# What Colnago frame is this? 1990/91 SLX - probably a low end frame



## axerickson (Mar 14, 2018)

I purchased this frame off the rack at Cycle Smithy in Chicago in 1992. It was a $750 frame marked down to $500 at the time. I built it up with C-Record and Record parts from the same time frame. 25 years later, and after being beat up pretty well, I'm trying to figure out what frame I actually bought. Does this have a model name? It's probably a low end frame. All the tubes are round. Nice lugs. Ok paint job.

Thanks
Andy


----------



## axerickson (Mar 14, 2018)

This is the closest frame I could find. A difference in the cable routing. Probably other differences. The same curved rake on the fork. Still, not the same frame.

https://www.ebay.com/itm/Colnago-Su...gly-Perfect-Condition-Campy-10sp/183101047292


----------



## axerickson (Mar 14, 2018)

- [Record extracts]
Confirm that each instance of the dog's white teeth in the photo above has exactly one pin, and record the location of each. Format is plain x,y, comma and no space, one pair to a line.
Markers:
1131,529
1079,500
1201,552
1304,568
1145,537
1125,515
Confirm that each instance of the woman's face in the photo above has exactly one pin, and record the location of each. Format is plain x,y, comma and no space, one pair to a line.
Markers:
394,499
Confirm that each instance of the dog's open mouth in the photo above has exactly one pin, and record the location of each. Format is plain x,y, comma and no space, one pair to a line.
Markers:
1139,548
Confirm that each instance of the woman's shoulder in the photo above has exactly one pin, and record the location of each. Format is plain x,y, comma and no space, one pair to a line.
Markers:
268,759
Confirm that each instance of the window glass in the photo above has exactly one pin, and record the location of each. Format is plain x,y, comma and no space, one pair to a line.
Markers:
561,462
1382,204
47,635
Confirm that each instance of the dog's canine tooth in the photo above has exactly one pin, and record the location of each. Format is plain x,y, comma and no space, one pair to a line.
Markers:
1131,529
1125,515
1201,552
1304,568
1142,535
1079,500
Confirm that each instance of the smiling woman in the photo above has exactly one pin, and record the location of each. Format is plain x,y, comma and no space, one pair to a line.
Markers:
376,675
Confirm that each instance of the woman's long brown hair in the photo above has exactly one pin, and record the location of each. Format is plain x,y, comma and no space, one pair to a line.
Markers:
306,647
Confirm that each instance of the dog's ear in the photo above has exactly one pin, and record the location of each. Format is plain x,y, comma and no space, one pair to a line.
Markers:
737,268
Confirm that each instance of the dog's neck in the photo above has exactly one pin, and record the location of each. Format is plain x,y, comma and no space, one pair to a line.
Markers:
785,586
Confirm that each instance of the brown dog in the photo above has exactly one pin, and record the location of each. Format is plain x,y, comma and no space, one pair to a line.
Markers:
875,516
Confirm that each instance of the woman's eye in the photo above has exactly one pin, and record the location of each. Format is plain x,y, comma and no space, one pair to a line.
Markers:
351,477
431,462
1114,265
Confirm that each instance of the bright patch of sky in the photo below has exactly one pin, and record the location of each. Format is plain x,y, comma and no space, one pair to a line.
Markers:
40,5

- [Given problem A] Edit the Colnago frame thread between "I purchased this" and "Ok paint job.", inclusive, so that "secondhand" stands in place of "off the rack".
- [Given problem B] Pick up the Colnago frame thread after its last line and keep it going.

- [Response A]
I purchased this frame secondhand at Cycle Smithy in Chicago in 1992. It was a $750 frame marked down to $500 at the time. I built it up with C-Record and Record parts from the same time frame. 25 years later, and after being beat up pretty well, I'm trying to figure out what frame I actually bought. Does this have a model name? It's probably a low end frame. All the tubes are round. Nice lugs. Ok paint job.

- [Response B]
https://cyclingtips.com/2014/12/bik...er-with-campagnolo-50th-anniversary-groupset/ it might be this Colnago Super frame.


----------



## axerickson (Mar 14, 2018)

https://en.m.wikipedia.org/wiki/Colnago

ok, it matches the Conic SLX from 1989 if this list is correct. It’s the only model that matches the SLX and curved fork. The fram does have the internal ribbed reinforcements.


----------



## axerickson (Mar 14, 2018)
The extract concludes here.